→ TASK OBJECTIVE: Without the pictures, repeat the listing character for character.

▼▼▼

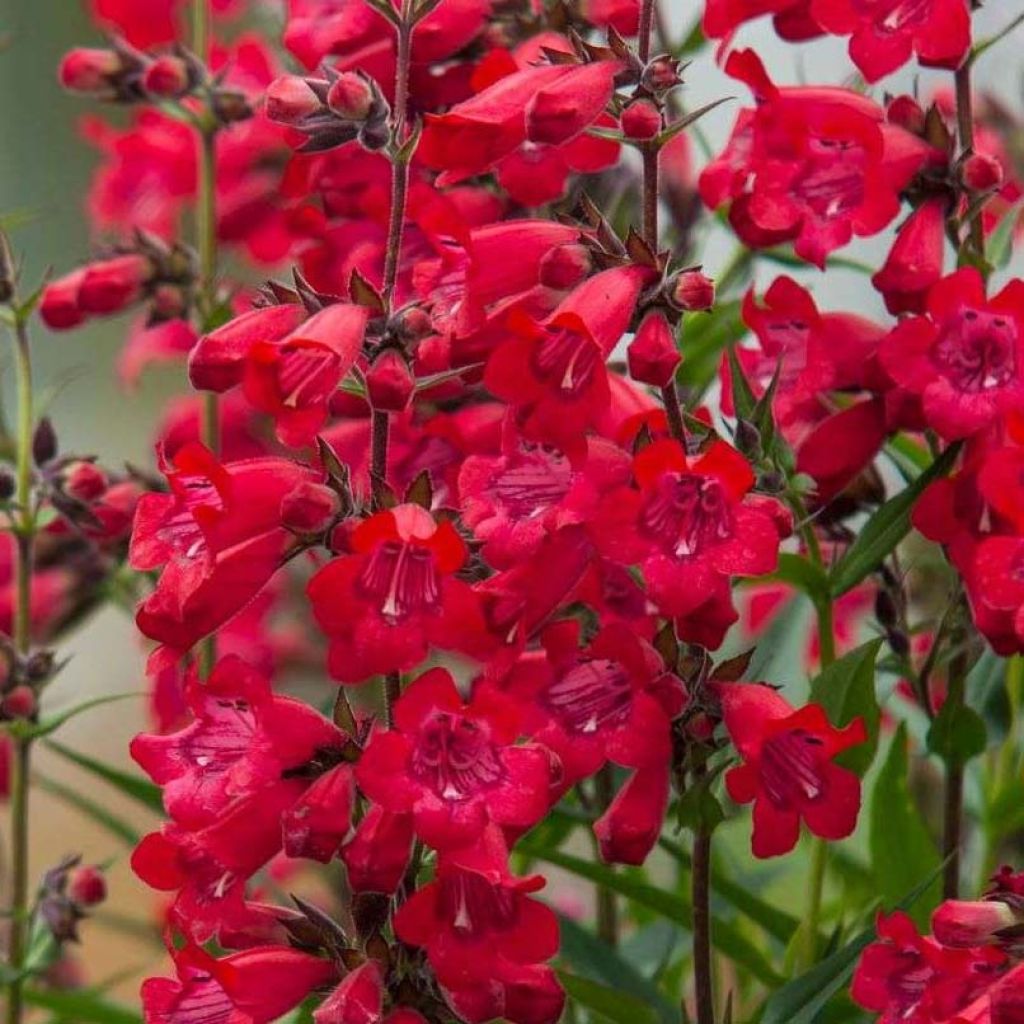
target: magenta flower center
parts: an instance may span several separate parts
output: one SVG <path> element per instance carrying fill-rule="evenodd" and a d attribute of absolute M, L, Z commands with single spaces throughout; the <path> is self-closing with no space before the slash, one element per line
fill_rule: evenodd
<path fill-rule="evenodd" d="M 761 749 L 760 770 L 761 786 L 779 810 L 795 810 L 824 795 L 821 740 L 803 729 L 767 740 Z"/>
<path fill-rule="evenodd" d="M 544 691 L 542 699 L 568 732 L 586 735 L 626 721 L 633 687 L 617 662 L 598 657 L 574 665 Z"/>
<path fill-rule="evenodd" d="M 666 473 L 640 510 L 640 526 L 677 558 L 699 555 L 733 534 L 722 484 L 695 473 Z"/>
<path fill-rule="evenodd" d="M 392 624 L 440 607 L 437 565 L 433 554 L 420 545 L 400 541 L 377 545 L 359 575 L 359 587 Z"/>
<path fill-rule="evenodd" d="M 517 910 L 514 892 L 492 885 L 475 871 L 441 879 L 438 911 L 460 938 L 480 939 L 488 933 L 508 931 L 518 919 Z"/>
<path fill-rule="evenodd" d="M 447 712 L 438 712 L 423 726 L 410 771 L 442 800 L 452 801 L 478 796 L 505 776 L 486 729 Z"/>
<path fill-rule="evenodd" d="M 601 353 L 590 338 L 574 331 L 555 331 L 534 349 L 537 376 L 554 384 L 565 398 L 579 397 L 594 380 Z"/>
<path fill-rule="evenodd" d="M 1005 387 L 1017 375 L 1017 328 L 1012 319 L 963 309 L 942 325 L 932 362 L 958 391 Z"/>
<path fill-rule="evenodd" d="M 568 459 L 550 449 L 534 449 L 496 473 L 490 494 L 515 519 L 525 519 L 557 505 L 572 482 Z"/>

▲▲▲

→ SOLUTION TO THIS PROBLEM:
target: magenta flower center
parts: an instance may span several separate parts
output: one SVG <path> element per instance carrying fill-rule="evenodd" and a d attribute of absolute M, L, Z commands with single spaces throughout; the <path> is self-closing with no space before the slash, one element per line
fill_rule: evenodd
<path fill-rule="evenodd" d="M 761 749 L 760 770 L 761 786 L 779 810 L 795 810 L 824 795 L 821 740 L 803 729 L 767 740 Z"/>
<path fill-rule="evenodd" d="M 544 691 L 542 699 L 568 732 L 586 735 L 626 721 L 633 687 L 617 662 L 598 657 L 574 665 Z"/>
<path fill-rule="evenodd" d="M 666 473 L 640 510 L 640 526 L 677 558 L 699 555 L 733 534 L 722 484 L 695 473 Z"/>
<path fill-rule="evenodd" d="M 392 624 L 440 607 L 437 565 L 433 554 L 420 545 L 400 541 L 377 545 L 359 575 L 359 587 Z"/>
<path fill-rule="evenodd" d="M 517 910 L 514 892 L 492 885 L 475 871 L 441 879 L 438 911 L 460 938 L 480 939 L 488 933 L 508 931 L 518 919 Z"/>
<path fill-rule="evenodd" d="M 447 712 L 438 712 L 423 726 L 410 771 L 442 800 L 452 801 L 478 796 L 505 776 L 486 729 Z"/>
<path fill-rule="evenodd" d="M 601 353 L 590 338 L 574 331 L 555 331 L 534 349 L 537 376 L 554 384 L 565 398 L 579 397 L 594 380 Z"/>
<path fill-rule="evenodd" d="M 1005 387 L 1017 375 L 1017 328 L 1012 319 L 963 309 L 942 325 L 932 362 L 958 391 Z"/>
<path fill-rule="evenodd" d="M 568 459 L 550 449 L 534 449 L 496 473 L 490 494 L 515 519 L 525 519 L 557 505 L 572 482 Z"/>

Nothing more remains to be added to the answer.